Collected data

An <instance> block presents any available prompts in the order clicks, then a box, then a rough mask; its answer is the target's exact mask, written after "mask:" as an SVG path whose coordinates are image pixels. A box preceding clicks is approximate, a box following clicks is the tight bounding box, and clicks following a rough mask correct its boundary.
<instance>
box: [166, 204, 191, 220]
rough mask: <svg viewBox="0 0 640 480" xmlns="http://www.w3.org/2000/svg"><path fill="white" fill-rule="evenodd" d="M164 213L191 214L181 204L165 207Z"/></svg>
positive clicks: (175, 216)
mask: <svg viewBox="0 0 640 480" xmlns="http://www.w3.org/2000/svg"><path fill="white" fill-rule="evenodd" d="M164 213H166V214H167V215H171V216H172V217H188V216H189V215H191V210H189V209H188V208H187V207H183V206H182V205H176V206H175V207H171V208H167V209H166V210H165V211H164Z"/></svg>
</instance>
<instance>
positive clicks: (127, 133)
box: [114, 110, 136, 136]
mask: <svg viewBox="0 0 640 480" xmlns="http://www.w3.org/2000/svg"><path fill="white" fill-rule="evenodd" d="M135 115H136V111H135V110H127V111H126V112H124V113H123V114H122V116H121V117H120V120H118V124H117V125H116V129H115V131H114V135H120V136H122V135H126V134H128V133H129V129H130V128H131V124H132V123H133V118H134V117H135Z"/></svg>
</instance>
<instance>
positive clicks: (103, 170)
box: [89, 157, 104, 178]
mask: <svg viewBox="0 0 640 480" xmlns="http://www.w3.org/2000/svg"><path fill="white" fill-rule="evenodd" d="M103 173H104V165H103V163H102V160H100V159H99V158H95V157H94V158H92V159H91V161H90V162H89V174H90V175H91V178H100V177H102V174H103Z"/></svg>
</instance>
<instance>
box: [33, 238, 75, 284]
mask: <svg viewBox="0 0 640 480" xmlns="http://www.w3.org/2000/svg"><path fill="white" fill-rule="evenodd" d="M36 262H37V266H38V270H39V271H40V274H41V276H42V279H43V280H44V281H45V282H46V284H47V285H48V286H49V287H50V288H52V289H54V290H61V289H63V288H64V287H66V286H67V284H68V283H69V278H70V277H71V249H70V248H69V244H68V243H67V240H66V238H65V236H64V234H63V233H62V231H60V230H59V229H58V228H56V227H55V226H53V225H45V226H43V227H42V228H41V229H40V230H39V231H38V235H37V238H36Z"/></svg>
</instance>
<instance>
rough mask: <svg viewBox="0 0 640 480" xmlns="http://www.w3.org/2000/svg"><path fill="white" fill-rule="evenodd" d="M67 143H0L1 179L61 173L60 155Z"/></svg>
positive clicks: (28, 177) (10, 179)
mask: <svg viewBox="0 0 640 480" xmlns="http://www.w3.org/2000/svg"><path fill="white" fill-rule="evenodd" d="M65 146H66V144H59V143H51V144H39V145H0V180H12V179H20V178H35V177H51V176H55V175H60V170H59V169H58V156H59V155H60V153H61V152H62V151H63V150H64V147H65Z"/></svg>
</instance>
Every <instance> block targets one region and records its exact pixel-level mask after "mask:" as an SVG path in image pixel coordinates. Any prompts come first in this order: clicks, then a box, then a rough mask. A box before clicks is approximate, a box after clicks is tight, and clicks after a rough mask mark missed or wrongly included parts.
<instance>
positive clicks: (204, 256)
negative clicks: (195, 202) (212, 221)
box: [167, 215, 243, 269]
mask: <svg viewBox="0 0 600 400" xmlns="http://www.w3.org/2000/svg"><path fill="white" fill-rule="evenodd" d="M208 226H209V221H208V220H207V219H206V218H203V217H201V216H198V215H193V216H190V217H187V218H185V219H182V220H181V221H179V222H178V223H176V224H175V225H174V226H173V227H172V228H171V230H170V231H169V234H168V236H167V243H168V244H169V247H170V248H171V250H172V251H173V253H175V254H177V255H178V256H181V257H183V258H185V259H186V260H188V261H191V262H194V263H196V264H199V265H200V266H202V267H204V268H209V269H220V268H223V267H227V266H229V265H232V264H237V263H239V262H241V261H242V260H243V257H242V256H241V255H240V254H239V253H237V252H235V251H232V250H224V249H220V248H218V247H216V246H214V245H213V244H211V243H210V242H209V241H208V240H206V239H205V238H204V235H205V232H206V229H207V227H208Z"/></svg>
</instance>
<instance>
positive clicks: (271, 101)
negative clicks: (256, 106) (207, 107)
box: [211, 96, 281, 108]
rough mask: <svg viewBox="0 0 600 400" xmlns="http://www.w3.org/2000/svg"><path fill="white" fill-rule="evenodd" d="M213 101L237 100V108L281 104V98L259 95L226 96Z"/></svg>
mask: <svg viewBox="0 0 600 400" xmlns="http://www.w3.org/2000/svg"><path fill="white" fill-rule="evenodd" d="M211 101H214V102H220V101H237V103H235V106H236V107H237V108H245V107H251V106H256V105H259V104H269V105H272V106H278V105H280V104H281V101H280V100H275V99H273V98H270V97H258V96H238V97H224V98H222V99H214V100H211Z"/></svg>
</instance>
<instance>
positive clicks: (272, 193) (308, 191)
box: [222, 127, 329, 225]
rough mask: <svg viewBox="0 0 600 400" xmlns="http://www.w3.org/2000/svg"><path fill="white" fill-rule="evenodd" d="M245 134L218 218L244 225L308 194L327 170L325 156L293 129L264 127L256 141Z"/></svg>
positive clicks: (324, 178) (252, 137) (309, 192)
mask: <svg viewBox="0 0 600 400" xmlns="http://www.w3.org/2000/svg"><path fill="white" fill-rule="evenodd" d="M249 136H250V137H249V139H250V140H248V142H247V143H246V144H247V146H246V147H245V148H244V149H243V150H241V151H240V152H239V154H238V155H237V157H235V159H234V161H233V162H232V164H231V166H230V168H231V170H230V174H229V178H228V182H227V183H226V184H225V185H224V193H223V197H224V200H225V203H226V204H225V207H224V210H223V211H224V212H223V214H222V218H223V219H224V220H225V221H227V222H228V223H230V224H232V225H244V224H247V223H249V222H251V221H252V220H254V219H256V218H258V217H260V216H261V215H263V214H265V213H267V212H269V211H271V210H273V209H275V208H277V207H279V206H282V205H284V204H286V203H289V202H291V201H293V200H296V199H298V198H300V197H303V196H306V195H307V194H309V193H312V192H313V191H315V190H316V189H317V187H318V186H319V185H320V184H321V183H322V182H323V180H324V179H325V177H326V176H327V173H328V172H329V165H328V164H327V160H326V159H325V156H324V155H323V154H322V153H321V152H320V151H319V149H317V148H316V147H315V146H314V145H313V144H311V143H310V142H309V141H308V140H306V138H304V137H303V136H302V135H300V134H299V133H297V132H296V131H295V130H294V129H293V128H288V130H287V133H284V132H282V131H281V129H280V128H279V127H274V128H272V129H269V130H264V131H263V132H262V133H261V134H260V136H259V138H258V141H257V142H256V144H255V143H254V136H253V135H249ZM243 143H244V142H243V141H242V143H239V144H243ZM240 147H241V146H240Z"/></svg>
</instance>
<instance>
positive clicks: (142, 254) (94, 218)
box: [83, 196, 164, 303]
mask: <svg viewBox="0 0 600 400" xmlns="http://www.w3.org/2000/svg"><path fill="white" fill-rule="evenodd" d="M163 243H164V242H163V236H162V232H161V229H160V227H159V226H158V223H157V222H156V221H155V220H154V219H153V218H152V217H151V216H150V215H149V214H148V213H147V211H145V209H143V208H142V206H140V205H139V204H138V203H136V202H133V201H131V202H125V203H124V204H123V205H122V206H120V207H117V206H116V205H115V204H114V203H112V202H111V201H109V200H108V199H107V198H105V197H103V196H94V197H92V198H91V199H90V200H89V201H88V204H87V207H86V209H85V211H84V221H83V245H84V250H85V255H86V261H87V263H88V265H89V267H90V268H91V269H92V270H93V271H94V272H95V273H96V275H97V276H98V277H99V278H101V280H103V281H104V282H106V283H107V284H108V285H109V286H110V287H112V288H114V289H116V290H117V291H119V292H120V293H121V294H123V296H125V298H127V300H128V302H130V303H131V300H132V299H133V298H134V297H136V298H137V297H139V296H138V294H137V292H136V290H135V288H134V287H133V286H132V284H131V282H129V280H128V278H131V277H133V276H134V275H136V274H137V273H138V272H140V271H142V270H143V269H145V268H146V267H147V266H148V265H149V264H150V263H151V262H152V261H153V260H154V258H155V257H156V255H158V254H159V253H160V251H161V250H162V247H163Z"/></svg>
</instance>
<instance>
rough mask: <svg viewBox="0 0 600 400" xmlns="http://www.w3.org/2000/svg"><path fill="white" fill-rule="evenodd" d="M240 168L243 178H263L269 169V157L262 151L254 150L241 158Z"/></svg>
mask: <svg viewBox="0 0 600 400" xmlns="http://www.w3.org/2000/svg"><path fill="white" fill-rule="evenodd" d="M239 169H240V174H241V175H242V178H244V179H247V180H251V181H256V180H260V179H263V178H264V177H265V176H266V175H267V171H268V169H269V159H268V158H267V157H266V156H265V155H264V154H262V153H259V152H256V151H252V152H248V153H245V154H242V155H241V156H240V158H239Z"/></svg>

==

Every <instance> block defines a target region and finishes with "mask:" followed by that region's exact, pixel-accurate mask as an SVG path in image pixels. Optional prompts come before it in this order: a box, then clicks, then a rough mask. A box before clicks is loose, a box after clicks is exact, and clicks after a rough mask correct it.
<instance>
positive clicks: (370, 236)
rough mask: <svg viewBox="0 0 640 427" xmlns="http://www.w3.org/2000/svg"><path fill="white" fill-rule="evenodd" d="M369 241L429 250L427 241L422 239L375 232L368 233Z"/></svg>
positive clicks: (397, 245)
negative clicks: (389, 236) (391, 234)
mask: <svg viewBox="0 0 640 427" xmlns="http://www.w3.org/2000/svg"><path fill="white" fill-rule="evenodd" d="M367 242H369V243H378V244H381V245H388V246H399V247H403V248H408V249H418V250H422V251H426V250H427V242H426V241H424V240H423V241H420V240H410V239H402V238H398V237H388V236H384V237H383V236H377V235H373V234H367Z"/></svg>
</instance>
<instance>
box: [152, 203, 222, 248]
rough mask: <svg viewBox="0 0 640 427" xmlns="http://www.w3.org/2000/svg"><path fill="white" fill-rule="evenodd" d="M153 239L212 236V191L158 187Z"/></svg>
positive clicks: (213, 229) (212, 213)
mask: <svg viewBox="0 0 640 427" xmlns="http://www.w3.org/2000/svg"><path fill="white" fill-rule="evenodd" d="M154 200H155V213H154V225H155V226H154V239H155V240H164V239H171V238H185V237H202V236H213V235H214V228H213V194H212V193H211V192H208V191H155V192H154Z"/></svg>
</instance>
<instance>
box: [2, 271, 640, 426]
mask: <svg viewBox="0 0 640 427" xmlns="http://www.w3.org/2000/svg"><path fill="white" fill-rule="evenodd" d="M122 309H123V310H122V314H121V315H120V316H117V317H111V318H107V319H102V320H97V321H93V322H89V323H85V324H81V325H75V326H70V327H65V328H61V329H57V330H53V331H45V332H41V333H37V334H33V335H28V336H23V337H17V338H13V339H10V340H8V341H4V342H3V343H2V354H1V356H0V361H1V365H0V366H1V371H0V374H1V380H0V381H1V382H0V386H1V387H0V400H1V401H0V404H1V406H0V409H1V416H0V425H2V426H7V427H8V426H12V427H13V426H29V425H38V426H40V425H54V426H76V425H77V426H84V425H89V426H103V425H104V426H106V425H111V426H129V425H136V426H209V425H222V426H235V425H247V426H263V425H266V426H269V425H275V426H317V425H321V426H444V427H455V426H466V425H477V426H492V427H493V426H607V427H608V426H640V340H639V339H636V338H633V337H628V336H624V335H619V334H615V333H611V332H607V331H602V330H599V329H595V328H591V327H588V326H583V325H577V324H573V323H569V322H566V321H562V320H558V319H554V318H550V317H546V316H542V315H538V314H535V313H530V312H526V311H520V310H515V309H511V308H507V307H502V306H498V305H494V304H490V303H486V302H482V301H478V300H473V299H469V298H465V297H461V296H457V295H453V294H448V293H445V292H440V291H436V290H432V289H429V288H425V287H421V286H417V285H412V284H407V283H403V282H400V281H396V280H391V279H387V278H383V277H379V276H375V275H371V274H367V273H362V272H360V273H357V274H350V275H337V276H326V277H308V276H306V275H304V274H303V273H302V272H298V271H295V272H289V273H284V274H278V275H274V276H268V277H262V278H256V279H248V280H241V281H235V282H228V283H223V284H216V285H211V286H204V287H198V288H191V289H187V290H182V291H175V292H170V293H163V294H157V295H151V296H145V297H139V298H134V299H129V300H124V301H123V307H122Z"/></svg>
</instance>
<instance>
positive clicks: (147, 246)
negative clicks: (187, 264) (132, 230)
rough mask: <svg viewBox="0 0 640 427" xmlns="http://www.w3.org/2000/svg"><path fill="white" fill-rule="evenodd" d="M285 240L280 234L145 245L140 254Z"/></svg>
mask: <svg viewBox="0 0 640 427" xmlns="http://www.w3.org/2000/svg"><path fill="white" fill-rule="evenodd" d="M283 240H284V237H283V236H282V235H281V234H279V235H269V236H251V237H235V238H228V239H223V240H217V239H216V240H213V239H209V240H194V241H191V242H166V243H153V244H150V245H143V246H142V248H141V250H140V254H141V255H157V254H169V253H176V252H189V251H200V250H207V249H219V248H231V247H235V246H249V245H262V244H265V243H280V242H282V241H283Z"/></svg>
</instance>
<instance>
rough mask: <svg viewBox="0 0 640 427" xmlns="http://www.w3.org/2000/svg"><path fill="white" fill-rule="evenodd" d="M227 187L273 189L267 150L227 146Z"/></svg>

...

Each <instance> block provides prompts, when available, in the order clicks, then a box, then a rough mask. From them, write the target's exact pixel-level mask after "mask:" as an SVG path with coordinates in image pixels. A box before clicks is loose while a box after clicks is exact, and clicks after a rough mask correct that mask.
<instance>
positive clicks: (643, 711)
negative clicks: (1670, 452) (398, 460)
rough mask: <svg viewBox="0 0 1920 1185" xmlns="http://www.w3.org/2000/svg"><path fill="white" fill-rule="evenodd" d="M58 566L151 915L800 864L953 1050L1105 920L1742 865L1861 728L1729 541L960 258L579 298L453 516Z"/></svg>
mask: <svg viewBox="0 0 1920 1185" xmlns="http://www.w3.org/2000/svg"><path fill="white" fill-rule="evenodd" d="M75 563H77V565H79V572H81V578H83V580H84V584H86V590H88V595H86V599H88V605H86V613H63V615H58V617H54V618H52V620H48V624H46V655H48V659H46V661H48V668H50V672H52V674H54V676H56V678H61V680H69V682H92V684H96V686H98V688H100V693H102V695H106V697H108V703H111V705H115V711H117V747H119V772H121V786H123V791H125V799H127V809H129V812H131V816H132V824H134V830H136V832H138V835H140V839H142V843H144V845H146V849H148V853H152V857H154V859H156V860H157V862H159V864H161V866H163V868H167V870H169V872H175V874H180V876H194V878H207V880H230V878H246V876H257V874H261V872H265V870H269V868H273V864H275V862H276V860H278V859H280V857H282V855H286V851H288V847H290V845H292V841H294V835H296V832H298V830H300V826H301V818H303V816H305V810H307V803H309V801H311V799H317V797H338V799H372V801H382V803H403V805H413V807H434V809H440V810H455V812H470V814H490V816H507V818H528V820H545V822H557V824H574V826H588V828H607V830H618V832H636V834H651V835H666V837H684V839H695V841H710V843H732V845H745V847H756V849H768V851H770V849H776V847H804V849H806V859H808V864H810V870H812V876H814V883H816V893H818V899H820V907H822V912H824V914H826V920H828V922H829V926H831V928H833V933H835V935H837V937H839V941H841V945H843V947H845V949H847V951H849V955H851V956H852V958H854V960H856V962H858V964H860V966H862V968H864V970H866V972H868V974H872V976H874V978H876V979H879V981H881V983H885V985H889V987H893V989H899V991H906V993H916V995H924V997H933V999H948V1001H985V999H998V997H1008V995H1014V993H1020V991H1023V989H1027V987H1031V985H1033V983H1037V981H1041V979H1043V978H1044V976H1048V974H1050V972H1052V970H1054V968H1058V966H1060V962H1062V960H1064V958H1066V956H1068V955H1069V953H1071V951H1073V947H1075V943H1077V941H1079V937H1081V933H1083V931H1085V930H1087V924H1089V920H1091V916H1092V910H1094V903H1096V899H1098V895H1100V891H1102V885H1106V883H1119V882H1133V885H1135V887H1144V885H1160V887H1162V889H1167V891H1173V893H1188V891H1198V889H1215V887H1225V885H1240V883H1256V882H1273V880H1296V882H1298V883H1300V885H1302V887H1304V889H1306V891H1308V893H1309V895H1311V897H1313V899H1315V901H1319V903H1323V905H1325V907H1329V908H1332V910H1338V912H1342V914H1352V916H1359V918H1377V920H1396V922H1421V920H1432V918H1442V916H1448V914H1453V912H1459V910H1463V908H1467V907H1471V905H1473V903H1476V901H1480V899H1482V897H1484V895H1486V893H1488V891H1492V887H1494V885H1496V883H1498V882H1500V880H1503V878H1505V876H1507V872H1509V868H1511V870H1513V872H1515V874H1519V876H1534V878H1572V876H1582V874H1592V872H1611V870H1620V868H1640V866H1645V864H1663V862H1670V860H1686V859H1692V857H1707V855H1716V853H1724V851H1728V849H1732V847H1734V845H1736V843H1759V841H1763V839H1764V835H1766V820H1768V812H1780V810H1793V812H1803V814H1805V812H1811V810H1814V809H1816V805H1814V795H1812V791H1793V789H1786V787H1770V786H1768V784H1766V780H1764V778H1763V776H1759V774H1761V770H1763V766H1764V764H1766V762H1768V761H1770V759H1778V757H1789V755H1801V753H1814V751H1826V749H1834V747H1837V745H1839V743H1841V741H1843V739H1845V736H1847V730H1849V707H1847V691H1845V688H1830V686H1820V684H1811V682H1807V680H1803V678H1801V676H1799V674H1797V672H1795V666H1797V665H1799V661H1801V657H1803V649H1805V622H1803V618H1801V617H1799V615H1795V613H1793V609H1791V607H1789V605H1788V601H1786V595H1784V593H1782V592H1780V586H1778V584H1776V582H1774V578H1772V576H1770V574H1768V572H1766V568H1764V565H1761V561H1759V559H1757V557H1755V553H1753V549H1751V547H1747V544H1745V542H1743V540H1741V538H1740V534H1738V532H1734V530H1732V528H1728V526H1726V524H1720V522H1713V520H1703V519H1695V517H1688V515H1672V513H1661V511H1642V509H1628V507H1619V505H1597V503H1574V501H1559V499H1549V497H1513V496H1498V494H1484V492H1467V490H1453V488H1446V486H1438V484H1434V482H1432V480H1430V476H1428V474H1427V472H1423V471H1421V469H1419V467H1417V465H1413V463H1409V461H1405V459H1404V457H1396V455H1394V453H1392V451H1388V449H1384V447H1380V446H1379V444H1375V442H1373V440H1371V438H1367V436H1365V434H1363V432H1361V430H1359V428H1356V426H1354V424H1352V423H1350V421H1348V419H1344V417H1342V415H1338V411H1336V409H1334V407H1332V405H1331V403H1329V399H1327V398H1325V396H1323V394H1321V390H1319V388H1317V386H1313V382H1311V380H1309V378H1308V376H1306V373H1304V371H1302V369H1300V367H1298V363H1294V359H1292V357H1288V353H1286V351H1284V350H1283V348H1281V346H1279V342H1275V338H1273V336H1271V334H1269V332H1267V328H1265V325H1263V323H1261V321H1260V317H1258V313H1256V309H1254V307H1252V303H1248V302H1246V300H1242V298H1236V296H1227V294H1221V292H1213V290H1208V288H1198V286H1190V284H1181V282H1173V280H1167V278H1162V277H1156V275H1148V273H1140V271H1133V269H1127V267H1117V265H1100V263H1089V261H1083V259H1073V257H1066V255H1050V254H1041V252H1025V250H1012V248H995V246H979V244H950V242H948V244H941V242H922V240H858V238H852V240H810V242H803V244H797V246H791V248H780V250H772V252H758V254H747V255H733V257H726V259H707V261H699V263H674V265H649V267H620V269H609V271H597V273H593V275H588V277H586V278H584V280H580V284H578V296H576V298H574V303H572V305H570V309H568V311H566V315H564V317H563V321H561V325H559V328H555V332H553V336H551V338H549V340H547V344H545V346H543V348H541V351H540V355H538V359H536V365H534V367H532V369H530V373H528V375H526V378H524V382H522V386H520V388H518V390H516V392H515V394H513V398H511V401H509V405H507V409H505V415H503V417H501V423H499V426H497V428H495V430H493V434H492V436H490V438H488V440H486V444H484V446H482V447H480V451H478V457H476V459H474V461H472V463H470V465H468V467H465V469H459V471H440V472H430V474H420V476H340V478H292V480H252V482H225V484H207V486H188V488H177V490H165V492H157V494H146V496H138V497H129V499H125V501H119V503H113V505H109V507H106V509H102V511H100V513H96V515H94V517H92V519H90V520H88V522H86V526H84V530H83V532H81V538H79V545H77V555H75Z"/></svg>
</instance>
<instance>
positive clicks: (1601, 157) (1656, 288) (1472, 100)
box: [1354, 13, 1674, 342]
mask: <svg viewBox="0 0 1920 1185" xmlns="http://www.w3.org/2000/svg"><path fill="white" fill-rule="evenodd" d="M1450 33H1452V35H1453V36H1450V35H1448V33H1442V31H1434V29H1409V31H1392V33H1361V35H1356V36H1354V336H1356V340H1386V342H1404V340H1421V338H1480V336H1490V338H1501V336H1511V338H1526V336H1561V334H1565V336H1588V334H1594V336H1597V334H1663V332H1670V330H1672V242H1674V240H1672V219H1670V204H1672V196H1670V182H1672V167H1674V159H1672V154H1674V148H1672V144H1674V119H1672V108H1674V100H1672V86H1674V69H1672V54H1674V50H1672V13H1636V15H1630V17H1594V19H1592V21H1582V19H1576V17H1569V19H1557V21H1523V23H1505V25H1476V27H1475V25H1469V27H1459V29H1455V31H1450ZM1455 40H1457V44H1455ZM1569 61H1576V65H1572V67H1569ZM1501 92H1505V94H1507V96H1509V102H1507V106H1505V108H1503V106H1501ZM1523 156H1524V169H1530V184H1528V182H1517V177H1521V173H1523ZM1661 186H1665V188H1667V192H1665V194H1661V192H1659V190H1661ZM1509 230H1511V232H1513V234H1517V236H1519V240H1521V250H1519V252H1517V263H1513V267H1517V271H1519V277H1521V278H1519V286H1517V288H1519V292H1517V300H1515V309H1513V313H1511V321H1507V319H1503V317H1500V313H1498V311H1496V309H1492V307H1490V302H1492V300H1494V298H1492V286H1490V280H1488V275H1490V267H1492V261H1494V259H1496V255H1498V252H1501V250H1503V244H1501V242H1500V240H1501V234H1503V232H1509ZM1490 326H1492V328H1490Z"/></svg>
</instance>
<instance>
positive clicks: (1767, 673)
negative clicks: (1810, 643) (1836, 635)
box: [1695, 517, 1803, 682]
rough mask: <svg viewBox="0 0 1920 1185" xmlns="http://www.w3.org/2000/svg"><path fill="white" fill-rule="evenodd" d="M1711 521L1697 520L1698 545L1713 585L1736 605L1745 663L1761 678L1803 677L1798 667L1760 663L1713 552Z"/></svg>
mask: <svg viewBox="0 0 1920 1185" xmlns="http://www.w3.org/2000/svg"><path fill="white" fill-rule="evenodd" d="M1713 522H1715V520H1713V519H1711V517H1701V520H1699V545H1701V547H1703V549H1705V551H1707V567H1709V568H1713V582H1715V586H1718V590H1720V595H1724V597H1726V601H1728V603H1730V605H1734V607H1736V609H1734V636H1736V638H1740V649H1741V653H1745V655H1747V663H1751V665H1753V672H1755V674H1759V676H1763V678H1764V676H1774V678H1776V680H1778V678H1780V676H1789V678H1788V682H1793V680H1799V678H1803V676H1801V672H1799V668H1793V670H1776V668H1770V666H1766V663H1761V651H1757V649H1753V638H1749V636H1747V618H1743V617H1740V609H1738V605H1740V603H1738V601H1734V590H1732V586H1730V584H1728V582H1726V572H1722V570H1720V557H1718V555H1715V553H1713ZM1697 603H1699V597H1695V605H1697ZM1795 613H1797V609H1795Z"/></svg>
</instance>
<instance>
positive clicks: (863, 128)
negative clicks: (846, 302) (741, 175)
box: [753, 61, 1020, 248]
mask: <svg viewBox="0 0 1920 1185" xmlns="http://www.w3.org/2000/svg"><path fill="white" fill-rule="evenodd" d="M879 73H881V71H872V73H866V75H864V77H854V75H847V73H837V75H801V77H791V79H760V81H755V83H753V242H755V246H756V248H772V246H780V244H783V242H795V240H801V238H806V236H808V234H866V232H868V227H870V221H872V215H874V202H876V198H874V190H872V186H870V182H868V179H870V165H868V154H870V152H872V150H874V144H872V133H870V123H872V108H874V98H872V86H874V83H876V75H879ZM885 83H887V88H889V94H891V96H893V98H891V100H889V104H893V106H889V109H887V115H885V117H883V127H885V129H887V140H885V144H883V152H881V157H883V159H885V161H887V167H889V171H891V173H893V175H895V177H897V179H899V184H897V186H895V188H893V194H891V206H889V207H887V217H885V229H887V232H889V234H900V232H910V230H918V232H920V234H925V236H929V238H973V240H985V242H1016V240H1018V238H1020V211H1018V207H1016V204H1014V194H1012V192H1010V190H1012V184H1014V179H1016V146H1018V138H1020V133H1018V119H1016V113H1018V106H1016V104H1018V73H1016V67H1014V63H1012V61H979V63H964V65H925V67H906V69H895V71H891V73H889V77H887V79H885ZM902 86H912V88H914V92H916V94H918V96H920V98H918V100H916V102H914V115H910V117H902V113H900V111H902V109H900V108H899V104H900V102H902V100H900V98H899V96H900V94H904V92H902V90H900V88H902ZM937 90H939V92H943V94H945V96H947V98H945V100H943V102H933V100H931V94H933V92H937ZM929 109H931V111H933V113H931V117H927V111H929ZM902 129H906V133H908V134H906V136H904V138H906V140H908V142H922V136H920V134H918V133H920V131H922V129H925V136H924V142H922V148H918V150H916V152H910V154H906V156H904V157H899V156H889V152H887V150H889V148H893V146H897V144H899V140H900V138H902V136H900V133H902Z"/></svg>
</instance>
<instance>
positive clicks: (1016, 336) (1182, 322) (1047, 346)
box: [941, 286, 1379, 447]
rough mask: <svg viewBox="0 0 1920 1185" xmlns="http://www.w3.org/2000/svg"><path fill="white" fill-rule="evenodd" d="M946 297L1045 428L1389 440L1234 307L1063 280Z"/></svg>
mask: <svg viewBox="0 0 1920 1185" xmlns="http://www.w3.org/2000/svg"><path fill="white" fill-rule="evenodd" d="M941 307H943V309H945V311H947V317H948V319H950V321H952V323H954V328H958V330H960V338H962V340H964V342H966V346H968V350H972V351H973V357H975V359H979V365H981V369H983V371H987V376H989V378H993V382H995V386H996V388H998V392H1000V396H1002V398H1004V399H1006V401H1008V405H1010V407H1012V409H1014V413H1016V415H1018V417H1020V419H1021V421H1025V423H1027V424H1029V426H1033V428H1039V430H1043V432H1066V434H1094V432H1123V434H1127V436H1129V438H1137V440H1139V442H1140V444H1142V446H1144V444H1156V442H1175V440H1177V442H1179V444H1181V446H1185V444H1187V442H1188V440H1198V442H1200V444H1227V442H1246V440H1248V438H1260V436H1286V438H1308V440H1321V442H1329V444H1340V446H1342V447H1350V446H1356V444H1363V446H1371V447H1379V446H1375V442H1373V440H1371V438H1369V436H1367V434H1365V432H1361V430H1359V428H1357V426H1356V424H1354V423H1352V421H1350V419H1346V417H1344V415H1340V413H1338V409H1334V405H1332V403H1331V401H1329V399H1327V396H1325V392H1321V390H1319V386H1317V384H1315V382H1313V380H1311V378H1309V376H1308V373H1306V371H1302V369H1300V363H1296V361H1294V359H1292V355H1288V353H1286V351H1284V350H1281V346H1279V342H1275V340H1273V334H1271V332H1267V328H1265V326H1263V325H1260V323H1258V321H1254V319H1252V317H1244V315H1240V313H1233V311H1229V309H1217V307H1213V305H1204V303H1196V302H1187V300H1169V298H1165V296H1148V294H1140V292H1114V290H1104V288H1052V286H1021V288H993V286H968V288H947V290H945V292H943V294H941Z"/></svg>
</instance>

# Activity
Whenever a line of the data above includes the word "tight", copy that line.

# Answer to the exercise
An <instance> block presents any available prompts in the order clicks, then a box, then a rough mask; its answer is the target's exact mask, written after "mask:" as an SVG path whose coordinates are image pixels. A box preceding clicks is approximate, a box following clicks is the tight bounding box, and clicks following a rough mask correct its boundary.
Every <instance> block targets one region and records its exact pixel-level mask after "mask:" as an SVG path in image pixel coordinates. Any prompts come first in this order: clicks, then a box, then a rough mask. A box before clicks is approximate, a box after clicks is tight, and clicks after a rough mask mark missed or wrongly included parts.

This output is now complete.